**Detection examples**
* Start *

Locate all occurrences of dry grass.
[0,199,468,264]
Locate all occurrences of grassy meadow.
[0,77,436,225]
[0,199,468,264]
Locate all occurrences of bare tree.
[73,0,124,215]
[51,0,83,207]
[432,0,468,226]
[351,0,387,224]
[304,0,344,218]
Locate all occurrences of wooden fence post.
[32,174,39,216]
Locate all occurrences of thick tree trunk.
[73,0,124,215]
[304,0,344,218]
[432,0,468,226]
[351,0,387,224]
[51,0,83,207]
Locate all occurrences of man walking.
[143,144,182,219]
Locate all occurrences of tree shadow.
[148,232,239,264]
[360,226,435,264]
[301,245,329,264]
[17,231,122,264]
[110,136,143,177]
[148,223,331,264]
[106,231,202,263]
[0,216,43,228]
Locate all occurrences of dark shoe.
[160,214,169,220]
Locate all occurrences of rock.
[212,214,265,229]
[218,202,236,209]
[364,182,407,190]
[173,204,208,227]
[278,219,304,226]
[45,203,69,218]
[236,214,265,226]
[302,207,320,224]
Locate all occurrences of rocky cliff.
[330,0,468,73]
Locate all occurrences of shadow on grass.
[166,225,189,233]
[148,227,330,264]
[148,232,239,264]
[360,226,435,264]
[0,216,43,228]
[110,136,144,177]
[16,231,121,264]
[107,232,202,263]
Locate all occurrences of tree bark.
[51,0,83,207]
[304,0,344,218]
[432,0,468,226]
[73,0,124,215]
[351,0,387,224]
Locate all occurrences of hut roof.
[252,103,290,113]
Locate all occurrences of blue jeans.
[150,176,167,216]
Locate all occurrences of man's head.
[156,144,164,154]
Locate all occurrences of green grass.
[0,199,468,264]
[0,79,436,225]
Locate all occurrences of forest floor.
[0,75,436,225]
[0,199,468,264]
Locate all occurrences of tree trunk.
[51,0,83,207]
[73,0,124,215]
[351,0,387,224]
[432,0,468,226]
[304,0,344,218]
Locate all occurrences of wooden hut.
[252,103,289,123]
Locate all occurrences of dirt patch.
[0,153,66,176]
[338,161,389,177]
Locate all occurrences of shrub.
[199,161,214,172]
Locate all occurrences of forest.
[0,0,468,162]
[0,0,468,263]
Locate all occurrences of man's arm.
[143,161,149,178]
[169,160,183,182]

* End *

**Goal of the exercise**
Write the material out exactly, with nothing left out.

**Completed exercise**
Locate all occurrences of dry grass.
[0,199,468,264]
Locate all occurrences of grassy meadow.
[0,77,436,225]
[0,199,468,264]
Locate all occurrences of bare tree.
[73,0,124,215]
[51,0,83,207]
[432,0,468,226]
[351,0,387,224]
[304,0,344,218]
Locate all occurrences of wooden fence post.
[32,174,39,216]
Locate all occurrences of thick tree trunk.
[73,0,124,215]
[304,0,344,218]
[432,0,468,226]
[351,0,387,224]
[51,0,83,207]
Locate all occurrences of man walking.
[143,144,182,219]
Locate all occurrences of tree shadow.
[148,232,239,264]
[360,226,435,264]
[301,245,329,264]
[17,231,122,264]
[110,136,143,177]
[148,223,331,264]
[106,231,202,263]
[0,216,43,228]
Locate all occurrences of dark shoe.
[160,214,169,220]
Locate all occurrences of rock.
[212,214,265,229]
[218,202,236,209]
[364,182,407,190]
[173,204,208,227]
[278,219,304,226]
[45,203,69,218]
[236,214,265,226]
[302,207,320,224]
Locate all occurrences of rocky cliff.
[330,0,468,73]
Locate all occurrences of shadow on grass.
[166,225,189,233]
[148,227,330,264]
[148,232,239,264]
[360,226,435,264]
[0,216,43,228]
[110,136,144,177]
[16,231,121,264]
[107,232,202,263]
Locate all occurrences of tree bark.
[51,0,83,207]
[304,0,344,218]
[432,0,468,226]
[73,0,124,215]
[351,0,387,224]
Locate all occurrences of hut roof.
[252,103,290,113]
Locate all occurrences of blue jeans.
[150,176,167,216]
Locate all occurrences of man's head.
[156,144,164,154]
Locate all occurrences of green grass.
[0,199,468,264]
[0,79,436,225]
Locate all occurrences of forest floor.
[0,75,436,225]
[0,199,468,264]
Locate all occurrences of tree trunk.
[51,0,83,207]
[73,0,124,215]
[351,0,387,224]
[432,0,468,226]
[304,0,344,218]
Locate all occurrences of wooden hut.
[252,103,289,123]
Locate all occurrences of dirt patch.
[0,153,66,176]
[338,161,389,177]
Locate all occurrences of shrub.
[199,161,214,172]
Locate all occurrences of forest.
[0,0,468,162]
[0,0,468,263]
Locate all occurrences of man's arm.
[143,161,149,178]
[169,160,183,182]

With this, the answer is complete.